(DIRECTIVE): State the number of lines in the records below that contain the string "island", treating uppercase and lowercase as distinct. Give only the number.

(RECORDS PROVIDED):
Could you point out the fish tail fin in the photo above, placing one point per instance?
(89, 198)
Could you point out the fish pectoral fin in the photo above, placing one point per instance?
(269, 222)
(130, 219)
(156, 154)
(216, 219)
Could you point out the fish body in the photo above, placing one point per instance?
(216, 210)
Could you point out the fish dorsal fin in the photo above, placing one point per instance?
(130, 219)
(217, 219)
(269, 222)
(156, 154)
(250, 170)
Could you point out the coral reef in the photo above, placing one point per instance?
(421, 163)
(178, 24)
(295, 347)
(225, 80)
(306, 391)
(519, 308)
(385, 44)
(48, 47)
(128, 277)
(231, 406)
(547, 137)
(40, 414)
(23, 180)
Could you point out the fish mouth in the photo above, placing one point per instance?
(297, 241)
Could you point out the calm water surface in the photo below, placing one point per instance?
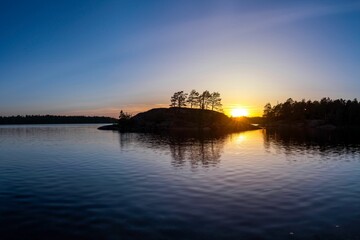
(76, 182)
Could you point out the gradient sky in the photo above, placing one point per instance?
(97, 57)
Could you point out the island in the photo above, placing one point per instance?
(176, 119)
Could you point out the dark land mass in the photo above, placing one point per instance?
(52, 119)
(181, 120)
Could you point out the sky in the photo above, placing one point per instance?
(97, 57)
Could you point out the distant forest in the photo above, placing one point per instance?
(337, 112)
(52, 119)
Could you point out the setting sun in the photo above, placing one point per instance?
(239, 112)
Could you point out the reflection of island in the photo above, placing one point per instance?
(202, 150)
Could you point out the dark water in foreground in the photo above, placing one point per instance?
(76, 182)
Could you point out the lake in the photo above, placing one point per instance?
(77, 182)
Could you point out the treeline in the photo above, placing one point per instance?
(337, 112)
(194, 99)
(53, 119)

...

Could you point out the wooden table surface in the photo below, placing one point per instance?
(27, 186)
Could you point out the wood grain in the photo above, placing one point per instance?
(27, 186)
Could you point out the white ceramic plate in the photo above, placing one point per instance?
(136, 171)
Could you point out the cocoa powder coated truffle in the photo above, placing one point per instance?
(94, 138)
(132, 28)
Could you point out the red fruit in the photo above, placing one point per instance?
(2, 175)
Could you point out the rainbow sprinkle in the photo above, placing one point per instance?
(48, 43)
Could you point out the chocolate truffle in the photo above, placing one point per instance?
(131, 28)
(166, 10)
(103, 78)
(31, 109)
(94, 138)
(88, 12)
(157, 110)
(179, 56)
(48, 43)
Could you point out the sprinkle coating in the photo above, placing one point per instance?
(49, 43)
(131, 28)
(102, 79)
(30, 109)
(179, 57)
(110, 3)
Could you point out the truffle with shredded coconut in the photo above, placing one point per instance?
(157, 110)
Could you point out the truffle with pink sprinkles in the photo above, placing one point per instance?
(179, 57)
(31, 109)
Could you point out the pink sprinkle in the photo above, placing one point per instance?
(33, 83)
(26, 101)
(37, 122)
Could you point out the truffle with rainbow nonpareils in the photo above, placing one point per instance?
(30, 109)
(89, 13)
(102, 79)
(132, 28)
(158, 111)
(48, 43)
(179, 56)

(WRITTEN SOLUTION): 2